Saved data entries
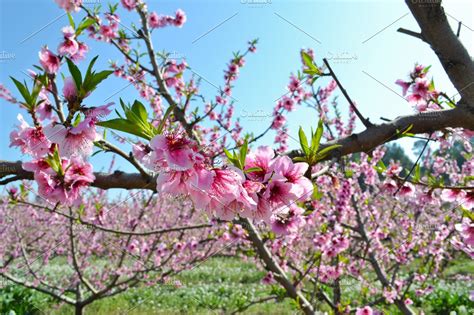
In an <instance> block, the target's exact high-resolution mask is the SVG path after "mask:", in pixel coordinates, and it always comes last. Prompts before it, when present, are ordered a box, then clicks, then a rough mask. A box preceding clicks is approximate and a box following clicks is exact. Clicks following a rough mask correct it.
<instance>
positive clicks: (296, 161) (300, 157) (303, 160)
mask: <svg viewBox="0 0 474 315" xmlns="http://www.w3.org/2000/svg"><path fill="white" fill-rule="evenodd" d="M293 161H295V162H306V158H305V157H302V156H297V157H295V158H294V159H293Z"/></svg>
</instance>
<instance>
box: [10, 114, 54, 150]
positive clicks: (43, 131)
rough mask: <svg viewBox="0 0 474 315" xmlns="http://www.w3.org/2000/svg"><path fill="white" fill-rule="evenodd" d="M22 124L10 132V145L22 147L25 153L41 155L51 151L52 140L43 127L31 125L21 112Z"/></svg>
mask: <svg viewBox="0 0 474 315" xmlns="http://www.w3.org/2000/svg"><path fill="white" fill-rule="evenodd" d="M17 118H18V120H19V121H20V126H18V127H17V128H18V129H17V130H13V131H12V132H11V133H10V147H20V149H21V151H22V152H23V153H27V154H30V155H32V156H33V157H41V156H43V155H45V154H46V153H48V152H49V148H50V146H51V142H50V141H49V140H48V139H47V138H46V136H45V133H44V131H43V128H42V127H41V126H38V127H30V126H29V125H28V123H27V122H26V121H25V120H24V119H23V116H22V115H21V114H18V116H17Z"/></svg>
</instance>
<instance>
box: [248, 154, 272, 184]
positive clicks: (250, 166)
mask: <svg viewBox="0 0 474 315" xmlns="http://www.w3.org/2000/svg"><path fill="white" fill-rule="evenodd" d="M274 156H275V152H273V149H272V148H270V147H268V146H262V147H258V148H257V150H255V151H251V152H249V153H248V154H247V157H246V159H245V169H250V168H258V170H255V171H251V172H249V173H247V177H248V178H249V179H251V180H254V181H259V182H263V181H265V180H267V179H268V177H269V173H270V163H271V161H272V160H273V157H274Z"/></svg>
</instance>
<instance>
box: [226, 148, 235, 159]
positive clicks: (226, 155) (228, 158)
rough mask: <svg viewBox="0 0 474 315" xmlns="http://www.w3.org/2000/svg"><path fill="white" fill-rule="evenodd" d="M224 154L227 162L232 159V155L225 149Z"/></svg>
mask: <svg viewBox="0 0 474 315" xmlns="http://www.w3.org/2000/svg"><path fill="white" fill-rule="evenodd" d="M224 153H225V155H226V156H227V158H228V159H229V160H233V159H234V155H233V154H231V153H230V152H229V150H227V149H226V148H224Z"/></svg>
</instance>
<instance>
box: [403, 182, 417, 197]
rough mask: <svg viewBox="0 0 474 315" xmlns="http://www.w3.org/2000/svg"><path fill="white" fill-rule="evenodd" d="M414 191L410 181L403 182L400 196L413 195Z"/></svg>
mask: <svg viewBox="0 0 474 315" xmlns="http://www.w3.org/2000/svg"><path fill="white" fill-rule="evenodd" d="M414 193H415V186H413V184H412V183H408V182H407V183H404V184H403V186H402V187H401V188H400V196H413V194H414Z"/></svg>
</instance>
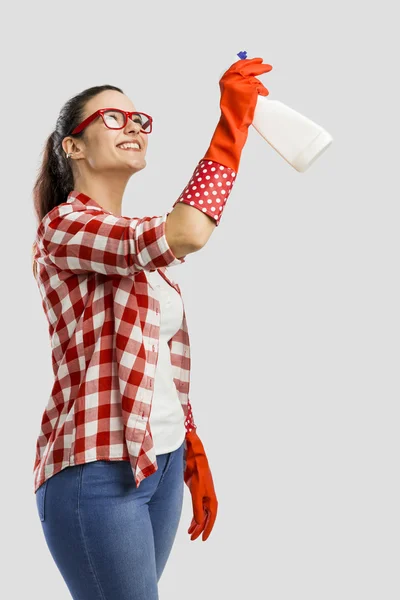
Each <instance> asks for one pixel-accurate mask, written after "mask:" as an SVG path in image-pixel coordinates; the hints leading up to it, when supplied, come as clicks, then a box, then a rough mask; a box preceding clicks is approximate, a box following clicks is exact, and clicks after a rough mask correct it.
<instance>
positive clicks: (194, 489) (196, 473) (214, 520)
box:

...

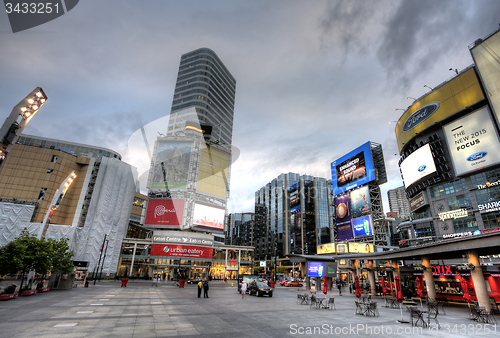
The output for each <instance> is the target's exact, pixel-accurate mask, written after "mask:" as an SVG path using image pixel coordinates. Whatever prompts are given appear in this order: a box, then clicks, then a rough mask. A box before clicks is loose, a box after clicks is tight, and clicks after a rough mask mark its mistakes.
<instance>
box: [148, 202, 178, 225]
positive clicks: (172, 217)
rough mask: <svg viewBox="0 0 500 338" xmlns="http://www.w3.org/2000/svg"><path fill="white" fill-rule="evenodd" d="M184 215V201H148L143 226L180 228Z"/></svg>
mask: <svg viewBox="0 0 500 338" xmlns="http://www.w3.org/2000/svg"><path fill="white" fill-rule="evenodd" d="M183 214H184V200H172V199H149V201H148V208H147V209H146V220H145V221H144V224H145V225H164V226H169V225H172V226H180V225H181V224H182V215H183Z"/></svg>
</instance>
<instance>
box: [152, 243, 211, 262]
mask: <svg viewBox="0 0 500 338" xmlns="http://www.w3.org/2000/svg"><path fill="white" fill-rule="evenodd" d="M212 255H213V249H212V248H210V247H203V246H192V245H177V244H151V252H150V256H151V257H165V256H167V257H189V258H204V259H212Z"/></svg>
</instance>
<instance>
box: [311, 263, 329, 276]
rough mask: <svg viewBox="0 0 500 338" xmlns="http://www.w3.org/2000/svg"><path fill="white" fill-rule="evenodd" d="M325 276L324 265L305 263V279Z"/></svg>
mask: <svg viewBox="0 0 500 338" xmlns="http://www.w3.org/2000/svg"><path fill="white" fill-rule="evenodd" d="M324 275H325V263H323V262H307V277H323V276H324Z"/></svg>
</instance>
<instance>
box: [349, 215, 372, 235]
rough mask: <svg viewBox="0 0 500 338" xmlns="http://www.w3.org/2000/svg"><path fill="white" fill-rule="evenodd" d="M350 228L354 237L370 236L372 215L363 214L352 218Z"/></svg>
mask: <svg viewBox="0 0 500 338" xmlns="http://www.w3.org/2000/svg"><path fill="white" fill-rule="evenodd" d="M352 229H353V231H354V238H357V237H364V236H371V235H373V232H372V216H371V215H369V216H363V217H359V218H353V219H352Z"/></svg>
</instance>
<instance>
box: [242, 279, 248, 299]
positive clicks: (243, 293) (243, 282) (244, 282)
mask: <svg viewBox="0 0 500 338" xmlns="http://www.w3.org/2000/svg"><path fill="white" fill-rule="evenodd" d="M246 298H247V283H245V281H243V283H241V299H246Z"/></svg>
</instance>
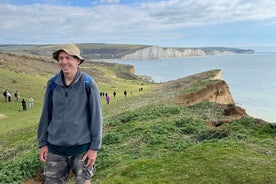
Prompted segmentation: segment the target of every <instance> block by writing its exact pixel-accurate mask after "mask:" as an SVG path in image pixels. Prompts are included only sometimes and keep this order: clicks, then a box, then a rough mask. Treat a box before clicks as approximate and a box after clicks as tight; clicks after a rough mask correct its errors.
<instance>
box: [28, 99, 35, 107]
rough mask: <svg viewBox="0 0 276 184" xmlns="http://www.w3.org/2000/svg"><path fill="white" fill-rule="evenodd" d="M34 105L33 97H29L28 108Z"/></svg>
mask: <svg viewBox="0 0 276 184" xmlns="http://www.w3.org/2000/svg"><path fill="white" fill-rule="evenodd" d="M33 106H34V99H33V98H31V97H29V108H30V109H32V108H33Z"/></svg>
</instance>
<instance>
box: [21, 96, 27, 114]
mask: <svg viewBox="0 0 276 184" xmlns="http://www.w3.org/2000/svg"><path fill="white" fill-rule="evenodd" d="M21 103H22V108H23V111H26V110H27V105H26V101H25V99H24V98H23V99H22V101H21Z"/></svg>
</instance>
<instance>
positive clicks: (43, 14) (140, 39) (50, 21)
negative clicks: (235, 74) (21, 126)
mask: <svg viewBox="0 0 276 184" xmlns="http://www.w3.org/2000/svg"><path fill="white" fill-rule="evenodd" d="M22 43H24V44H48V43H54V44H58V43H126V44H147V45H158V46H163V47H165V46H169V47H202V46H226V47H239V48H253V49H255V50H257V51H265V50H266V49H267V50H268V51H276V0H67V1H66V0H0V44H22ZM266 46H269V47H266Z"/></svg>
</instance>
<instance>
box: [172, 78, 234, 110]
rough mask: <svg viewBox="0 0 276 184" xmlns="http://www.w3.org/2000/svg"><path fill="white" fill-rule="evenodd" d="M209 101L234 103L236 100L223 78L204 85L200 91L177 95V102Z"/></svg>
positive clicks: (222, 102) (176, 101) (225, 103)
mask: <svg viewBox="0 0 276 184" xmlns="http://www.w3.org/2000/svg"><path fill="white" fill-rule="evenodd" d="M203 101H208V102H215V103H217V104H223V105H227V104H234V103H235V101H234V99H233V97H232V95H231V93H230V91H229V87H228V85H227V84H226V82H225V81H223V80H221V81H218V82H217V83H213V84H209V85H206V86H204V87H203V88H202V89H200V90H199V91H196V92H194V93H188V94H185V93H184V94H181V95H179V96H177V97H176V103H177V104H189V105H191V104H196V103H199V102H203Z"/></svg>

_PROMPT_. For the entries above, count the lines that contain the string "block", and state that number without further comment.

_RESPONSE TO THIS TASK_. 2